- **Problems to solve**:
- A) Please summarize the Emily Mullin bio below in two sentences.
- B) Answer each question below using the Emily Mullin bio that follows.
(i) Which organization gave her a Newsbrief Award?
(ii) Where did she earn her master's in science writing?
(iii) What case did she follow at the Baltimore Business Journal?

- **Reading text**:
EMILY
MULLIN
SCIENCE + BIOTECH
JOURNALIST
A science journalist with more than a decade's worth of experience, I'm currently a health reporter at the Pittsburgh Post-Gazette and a monthly contributor at WIRED.
In fall 2021, I was an MIT Knight Science Journalism project fellow, and before that, I covered the intersection of biotechnology and society as a staff writer at OneZero, Medium's tech and science publication. At OneZero, I wrote about a dubious $1 million pay-to-participate study to reverse aging, a government program to make radiation-proof soldiers and the ethics of trying to "cure" inherited deafness.
Previously, I served as associate editor for biomedicine at MIT Technology Review, where I won a Newsbrief Award from the D.C. Science Writers Association for a story about a menstrual-cycle-on-a chip. I was also a 2018 finalist for an NIHCM Foundation Journalism Award for my coverage of a New York fertility doctor advertising a fertility procedure that remains illegal in the United States.
Over the years, my freelance stories have appeared in The Washington Post, New York Times, Wall Street Journal, Scientific American, National Geographic, Smithsonian Magazine, STAT and other outlets.
I started my career at the Baltimore Business Journal, where I followed the high-profile case of a Maryland cardiologist accused of implanting unnecessary heart stents in patients. I have a bachelor's degree in journalism from Ohio University and a master's in science writing from Johns Hopkins University.

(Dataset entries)
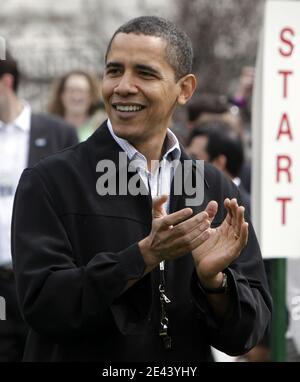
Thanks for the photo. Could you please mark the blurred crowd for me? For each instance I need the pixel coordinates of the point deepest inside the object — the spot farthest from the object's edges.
(217, 129)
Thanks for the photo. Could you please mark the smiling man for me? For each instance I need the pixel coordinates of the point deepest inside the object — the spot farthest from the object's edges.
(130, 277)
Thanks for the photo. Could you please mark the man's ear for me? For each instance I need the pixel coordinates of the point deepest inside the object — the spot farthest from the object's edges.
(187, 85)
(8, 80)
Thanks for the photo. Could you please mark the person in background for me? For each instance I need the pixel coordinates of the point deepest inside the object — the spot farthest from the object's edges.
(76, 98)
(218, 143)
(25, 137)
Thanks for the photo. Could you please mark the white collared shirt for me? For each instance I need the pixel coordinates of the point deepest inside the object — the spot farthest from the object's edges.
(14, 148)
(161, 178)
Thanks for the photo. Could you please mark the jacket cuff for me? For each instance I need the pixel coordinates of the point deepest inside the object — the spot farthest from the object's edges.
(132, 265)
(203, 306)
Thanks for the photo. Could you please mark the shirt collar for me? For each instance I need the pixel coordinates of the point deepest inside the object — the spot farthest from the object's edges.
(23, 119)
(173, 150)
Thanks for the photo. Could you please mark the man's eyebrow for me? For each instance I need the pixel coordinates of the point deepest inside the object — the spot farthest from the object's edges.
(114, 65)
(149, 69)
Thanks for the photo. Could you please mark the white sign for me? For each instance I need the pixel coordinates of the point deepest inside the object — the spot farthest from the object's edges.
(276, 138)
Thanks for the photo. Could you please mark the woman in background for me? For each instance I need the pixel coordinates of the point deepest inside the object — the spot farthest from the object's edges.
(76, 98)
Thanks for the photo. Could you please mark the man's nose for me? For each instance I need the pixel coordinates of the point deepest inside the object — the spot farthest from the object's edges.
(126, 85)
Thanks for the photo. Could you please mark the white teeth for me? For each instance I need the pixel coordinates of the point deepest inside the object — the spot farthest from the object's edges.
(129, 108)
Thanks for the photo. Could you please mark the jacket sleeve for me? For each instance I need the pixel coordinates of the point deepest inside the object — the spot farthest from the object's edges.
(251, 307)
(57, 297)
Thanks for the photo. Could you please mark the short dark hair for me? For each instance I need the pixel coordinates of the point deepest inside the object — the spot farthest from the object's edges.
(222, 139)
(10, 66)
(179, 51)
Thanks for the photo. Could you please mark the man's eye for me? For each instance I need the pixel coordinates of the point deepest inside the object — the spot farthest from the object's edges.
(147, 74)
(113, 71)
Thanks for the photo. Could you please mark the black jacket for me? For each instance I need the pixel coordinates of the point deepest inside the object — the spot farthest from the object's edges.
(74, 251)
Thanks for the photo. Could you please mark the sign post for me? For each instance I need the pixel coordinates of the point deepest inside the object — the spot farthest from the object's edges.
(276, 149)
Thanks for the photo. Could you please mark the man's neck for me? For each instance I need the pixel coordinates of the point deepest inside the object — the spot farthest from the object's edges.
(12, 111)
(152, 150)
(76, 120)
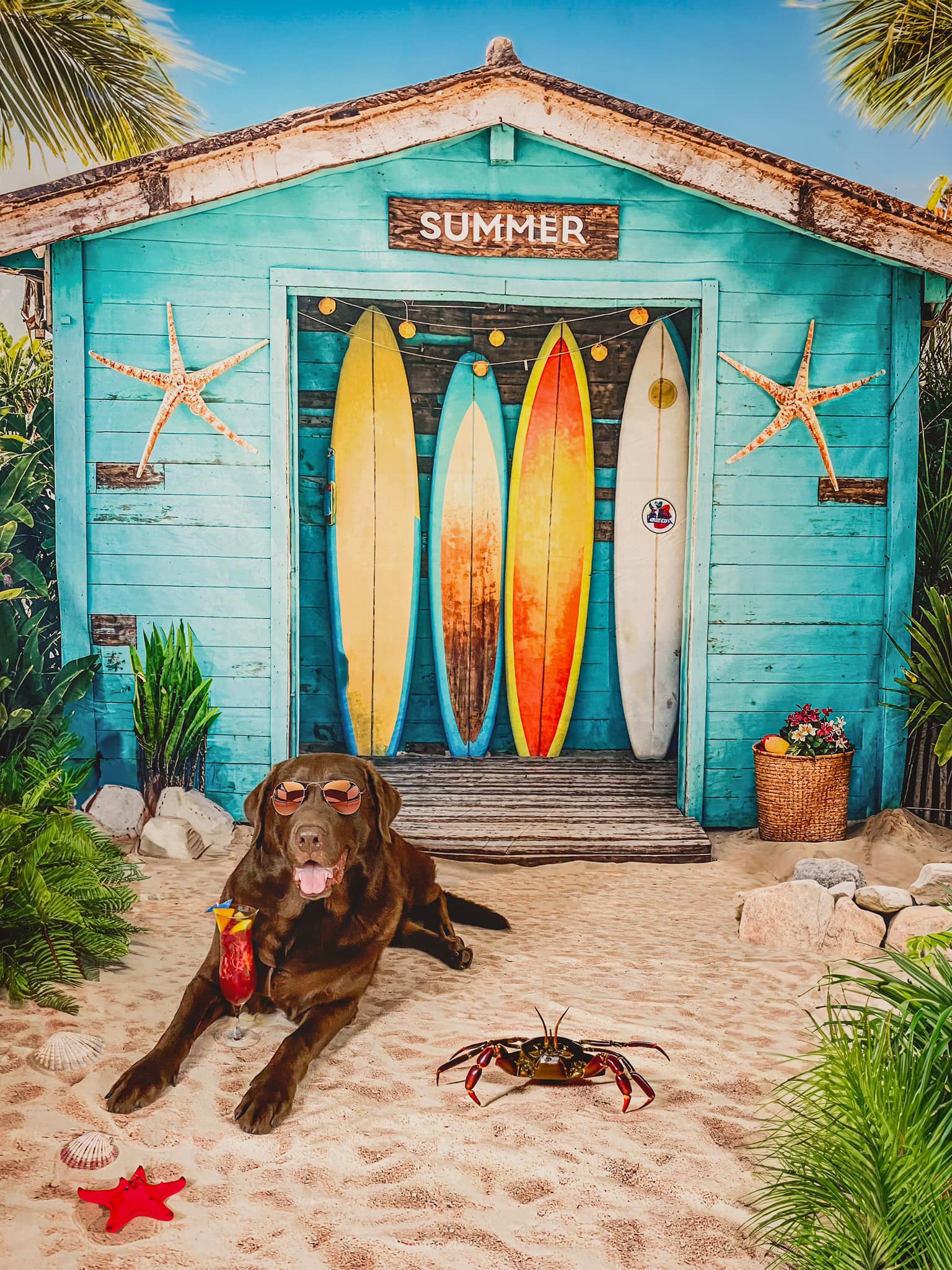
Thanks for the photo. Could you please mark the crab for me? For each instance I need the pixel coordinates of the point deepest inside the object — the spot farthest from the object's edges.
(555, 1060)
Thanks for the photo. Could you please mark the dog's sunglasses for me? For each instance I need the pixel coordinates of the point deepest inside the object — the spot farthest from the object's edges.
(345, 797)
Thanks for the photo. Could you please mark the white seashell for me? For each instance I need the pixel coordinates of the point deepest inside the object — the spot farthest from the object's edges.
(69, 1052)
(89, 1151)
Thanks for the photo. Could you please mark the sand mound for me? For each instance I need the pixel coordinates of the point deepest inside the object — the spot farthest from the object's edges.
(889, 848)
(379, 1169)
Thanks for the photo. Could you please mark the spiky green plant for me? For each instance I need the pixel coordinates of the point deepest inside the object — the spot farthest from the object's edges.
(891, 60)
(933, 531)
(858, 1151)
(25, 375)
(92, 78)
(172, 711)
(926, 682)
(64, 886)
(33, 698)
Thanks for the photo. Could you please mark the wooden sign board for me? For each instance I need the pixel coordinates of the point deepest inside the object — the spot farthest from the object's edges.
(465, 226)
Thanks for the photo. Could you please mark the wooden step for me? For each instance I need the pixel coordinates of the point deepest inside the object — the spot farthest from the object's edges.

- **Exercise results**:
- A) Emily Mullin is a science journalist with more than a decade of experience who is currently a health reporter at the Pittsburgh Post-Gazette and a monthly contributor at WIRED. She previously worked at OneZero, MIT Technology Review and the Baltimore Business Journal, won a Newsbrief Award and was a 2018 NIHCM Foundation Journalism Award finalist, and holds degrees from Ohio University and Johns Hopkins University.

- B)
(i) The D.C. Science Writers Association
(ii) Johns Hopkins University
(iii) The high-profile case of a Maryland cardiologist accused of implanting unnecessary heart stents in patients